→ **Excerpt to read**:

A month before this, Shareff Jones had attempted to arrest several free state settlers who were implicated in the resistance against pro slavery forces. He was in Lawrence trying to serve some warrants to some abolitionists, but while he was camped outside trying to make these arrests. He was shot by an unknown assailant in the night. The bullet wounded him and either his back or shoulder, not exactly clear, but he survived the injury, and now he was super pissed.

He wanted his revenge against Lawrence, specifically, so he in eight hundred Border Ruffians gathered outside of Lawrence ready to attack on May twenty first, but before the onslaught, obviously, to get them nice and ready for the attack, they had a pep talk from a former US senator, Democrat David Brice Atkinson from Missouri. Atkinson was extremely pro slavery, like he was all in for the repeal of the Missouri Compromise, and he was really nervous about Kansas becoming

a free state. He was like, if they're a free state, it's right next to Missouri. In Missouri, they're going to make us be a free state. In eighteen fifty five, he wrote this letter to a colleague about repealing the Missouri Compromise. We are playing for a mighty stake. If we win, we carry slavery to the Pacific Ocean. If we fail, we lose Missouri. Arkansas and Texas and all

the territories. The game must be played boldly. So this guy, this Senator, on May twenty first, eighteen fifty six, he was also in Lawrence, where that eight hundred person mob was ready to attack, and he personally incited it. What a politician in citing a mob? Never heard of that before? He said, gentlemen, officers and soldiers, this is the most glory day of my life. This is the day I am a border Ruffian. And now allow me and true border Ruffian style, to extend to you the right hand

of fellowship. Men of the South. I greet you as border Ruffian brothers. Though I have seen more years than most of you, I am yet young in the same glorious cause that has made you leave your homes in the South. Boys, I am one of your number today, and today you will have a glorious.

Speaker 1

Duty to perform.

→ **The tasks**:
a) In the excerpt about the attack on Lawrence, how many Border Ruffians gathered outside the town?
b) Continue the excerpt about the attack on Lawrence from the point where it ends.

[Stored data]

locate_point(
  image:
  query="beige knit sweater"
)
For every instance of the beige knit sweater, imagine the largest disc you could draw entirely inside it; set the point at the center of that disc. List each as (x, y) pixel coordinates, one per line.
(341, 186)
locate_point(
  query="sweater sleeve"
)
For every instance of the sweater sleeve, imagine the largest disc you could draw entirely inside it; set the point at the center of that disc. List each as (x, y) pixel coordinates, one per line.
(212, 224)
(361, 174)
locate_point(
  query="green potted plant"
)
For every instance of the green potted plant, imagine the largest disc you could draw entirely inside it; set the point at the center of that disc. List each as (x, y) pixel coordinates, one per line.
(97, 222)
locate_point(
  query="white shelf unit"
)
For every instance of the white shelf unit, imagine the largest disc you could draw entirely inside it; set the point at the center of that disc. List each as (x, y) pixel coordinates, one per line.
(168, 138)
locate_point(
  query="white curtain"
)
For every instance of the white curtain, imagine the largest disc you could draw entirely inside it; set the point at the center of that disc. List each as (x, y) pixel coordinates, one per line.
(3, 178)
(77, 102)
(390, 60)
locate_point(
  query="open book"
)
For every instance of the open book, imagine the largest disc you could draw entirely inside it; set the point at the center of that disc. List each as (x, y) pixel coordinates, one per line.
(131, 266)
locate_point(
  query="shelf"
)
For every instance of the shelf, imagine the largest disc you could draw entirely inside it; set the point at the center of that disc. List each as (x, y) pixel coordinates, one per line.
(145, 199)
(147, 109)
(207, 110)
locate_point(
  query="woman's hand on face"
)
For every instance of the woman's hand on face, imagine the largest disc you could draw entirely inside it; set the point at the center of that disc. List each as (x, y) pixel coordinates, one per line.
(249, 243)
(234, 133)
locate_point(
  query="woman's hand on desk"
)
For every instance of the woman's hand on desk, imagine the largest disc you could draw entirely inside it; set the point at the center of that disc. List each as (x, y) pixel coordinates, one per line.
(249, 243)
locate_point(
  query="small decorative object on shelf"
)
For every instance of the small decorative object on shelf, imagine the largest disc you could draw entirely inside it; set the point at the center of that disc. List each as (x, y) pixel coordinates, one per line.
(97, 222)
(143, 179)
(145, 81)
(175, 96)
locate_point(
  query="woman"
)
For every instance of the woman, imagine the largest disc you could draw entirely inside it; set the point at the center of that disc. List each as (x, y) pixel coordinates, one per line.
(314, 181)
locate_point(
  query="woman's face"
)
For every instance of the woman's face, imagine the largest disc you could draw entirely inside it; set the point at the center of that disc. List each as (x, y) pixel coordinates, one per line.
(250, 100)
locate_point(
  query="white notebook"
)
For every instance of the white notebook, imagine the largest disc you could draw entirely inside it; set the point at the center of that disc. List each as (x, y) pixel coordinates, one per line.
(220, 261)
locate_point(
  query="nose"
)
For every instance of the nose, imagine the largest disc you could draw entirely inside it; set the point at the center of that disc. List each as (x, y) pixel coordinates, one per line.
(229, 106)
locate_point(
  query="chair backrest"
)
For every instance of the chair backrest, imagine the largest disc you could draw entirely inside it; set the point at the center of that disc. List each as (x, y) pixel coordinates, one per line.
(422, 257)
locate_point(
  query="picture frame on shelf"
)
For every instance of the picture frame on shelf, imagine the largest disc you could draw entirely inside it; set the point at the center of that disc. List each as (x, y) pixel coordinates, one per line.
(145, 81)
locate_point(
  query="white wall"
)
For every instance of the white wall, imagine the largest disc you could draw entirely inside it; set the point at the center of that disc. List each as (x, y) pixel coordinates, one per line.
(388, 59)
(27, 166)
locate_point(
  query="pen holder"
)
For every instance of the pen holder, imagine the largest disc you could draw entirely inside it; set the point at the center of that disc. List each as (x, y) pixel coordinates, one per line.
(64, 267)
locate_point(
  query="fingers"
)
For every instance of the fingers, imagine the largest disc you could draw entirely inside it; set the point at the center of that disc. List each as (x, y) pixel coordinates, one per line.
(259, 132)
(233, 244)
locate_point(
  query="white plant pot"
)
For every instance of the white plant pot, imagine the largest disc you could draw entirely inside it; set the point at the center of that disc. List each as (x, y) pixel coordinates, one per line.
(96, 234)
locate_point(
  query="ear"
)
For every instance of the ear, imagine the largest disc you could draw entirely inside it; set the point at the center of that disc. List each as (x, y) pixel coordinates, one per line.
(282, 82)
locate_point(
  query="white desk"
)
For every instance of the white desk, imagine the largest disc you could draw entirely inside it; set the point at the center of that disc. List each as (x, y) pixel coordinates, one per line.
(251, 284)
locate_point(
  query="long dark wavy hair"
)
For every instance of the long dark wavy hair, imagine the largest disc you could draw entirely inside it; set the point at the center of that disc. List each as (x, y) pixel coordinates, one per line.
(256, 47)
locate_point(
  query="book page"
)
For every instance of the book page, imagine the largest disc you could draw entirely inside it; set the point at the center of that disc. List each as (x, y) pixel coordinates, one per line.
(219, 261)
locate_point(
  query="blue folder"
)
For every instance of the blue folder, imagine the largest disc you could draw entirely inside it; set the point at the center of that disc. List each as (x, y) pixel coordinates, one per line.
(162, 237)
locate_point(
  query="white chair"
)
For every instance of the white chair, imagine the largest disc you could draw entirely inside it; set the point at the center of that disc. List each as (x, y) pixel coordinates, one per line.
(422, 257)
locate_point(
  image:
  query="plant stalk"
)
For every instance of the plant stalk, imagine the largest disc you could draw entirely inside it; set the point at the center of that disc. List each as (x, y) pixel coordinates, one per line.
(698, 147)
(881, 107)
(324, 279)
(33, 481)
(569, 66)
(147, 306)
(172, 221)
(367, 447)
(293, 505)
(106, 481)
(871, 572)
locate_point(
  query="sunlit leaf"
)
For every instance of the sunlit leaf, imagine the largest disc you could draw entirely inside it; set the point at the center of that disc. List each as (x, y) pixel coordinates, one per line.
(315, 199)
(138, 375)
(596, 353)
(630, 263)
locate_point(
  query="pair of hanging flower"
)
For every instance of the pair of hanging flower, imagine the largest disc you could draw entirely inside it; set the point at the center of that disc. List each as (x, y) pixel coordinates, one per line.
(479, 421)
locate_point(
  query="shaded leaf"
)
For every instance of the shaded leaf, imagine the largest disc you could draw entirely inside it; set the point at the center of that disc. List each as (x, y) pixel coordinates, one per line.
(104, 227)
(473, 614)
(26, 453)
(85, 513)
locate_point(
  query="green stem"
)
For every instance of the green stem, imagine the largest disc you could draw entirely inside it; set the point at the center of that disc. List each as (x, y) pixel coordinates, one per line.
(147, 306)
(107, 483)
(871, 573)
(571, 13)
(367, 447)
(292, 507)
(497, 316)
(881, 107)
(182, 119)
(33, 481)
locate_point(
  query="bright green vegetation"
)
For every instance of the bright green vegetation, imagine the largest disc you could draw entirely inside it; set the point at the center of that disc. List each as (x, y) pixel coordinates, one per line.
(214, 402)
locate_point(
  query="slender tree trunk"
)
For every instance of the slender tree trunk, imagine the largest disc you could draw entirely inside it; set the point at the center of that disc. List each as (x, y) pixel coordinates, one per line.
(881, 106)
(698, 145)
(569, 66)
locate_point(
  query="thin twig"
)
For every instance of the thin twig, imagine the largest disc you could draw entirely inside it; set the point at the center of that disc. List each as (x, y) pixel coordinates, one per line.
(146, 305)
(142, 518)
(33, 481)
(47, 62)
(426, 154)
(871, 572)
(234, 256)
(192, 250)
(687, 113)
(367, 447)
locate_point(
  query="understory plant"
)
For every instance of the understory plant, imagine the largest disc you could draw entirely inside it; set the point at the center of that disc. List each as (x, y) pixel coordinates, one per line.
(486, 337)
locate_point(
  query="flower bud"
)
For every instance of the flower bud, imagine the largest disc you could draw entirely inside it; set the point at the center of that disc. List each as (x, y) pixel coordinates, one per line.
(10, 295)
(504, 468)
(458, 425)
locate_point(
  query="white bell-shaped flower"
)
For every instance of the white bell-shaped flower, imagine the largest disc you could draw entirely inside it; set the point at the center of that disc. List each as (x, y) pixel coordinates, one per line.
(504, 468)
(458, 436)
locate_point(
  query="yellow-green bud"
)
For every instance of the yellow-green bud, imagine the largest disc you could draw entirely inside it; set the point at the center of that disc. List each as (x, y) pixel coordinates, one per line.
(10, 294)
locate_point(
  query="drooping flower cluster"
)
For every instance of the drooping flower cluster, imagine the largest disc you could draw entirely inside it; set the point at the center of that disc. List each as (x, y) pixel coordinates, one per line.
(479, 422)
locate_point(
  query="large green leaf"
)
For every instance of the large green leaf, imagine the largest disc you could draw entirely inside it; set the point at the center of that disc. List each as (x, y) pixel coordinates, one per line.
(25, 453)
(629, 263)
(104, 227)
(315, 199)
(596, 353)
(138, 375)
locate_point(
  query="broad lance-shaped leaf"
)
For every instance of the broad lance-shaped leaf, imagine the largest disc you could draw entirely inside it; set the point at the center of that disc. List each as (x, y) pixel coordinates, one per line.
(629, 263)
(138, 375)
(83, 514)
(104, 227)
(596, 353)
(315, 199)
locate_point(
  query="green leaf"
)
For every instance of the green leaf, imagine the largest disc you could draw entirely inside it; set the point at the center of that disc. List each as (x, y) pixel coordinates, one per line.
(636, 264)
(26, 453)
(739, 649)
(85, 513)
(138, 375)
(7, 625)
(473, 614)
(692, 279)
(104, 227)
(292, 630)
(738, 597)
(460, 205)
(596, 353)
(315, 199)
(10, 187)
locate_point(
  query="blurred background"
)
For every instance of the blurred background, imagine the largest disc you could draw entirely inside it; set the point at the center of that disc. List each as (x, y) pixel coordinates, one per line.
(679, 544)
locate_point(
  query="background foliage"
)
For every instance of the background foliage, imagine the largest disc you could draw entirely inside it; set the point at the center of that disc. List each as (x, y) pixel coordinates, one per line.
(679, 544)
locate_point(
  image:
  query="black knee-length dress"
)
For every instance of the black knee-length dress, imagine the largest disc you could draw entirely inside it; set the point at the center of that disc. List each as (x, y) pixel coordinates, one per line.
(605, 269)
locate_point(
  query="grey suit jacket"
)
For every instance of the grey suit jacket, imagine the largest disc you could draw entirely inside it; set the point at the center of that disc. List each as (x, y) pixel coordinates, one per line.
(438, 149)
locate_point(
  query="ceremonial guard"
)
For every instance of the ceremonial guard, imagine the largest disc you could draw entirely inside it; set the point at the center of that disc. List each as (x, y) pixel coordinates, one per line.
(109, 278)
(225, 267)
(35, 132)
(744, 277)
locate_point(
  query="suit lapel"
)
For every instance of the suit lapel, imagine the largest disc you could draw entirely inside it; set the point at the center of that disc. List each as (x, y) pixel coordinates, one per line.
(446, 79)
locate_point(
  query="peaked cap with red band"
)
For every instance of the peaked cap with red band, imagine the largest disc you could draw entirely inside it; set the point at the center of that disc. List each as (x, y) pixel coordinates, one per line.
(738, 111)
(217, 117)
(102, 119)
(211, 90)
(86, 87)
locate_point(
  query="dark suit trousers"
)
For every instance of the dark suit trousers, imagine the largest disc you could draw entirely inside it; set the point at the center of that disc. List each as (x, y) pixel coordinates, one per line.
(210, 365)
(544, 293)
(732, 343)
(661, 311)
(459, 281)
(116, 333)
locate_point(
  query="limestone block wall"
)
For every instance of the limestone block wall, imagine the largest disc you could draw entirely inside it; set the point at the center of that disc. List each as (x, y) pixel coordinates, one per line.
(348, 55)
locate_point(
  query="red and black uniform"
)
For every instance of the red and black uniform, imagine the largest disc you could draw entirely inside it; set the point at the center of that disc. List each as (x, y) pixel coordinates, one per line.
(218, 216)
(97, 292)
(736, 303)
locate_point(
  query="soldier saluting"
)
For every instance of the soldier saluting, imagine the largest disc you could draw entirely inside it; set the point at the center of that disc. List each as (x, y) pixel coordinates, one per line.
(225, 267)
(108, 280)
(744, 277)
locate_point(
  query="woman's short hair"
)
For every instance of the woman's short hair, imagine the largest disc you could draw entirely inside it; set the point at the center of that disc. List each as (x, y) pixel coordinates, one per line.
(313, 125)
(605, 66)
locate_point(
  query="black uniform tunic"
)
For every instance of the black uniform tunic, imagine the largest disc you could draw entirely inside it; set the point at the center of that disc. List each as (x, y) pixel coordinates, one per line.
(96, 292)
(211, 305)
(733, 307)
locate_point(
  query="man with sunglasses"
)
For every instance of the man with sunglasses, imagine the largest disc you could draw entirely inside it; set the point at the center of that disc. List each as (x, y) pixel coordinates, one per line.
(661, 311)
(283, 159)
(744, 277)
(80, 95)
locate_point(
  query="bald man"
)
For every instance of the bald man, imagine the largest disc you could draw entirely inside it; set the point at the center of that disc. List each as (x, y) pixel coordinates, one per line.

→ **Answer set**:
a) Eight hundred.

b)
Speaker 2

Today you will earn laurels that will ever show you to have been true sons of the noble South. Now, boys,

let your work be well done. Faint not as you approach the city of Lawrence, but remembering your mission, act with true Southern heroism, and at the word spring your bloodhounds at home upon that accursed abolition whole, break through everything that may oppose you, never flinching and courage, Yes, or Ruffians, draw your revolt and bowied knives and cool them in the heart's blood of all those dogs that dare defend the breathing whole of hell.

Speaker 1

Little dramatic, is it not.

Speaker 2

And so after this speech about the hellhole of abolitionists, the eight hundred border Ruffians attacked. The pro slavery mob, ransacked and looted the town. They destroyed the offices of the two Free State newspapers, the Herald of Freedom and the Kansas Free State, as well as the Free State Hotel, which was a prominent building considered as a base for anti slavery supporters. The mob shot at the hotel with a cannon and then burned the whole thing down.

Speaker 1

The town was.

Speaker 2

Destroyed and several pro staters were killed. The sacking of Lawrence was covered in the press across the country.

Speaker 1

People were shocked.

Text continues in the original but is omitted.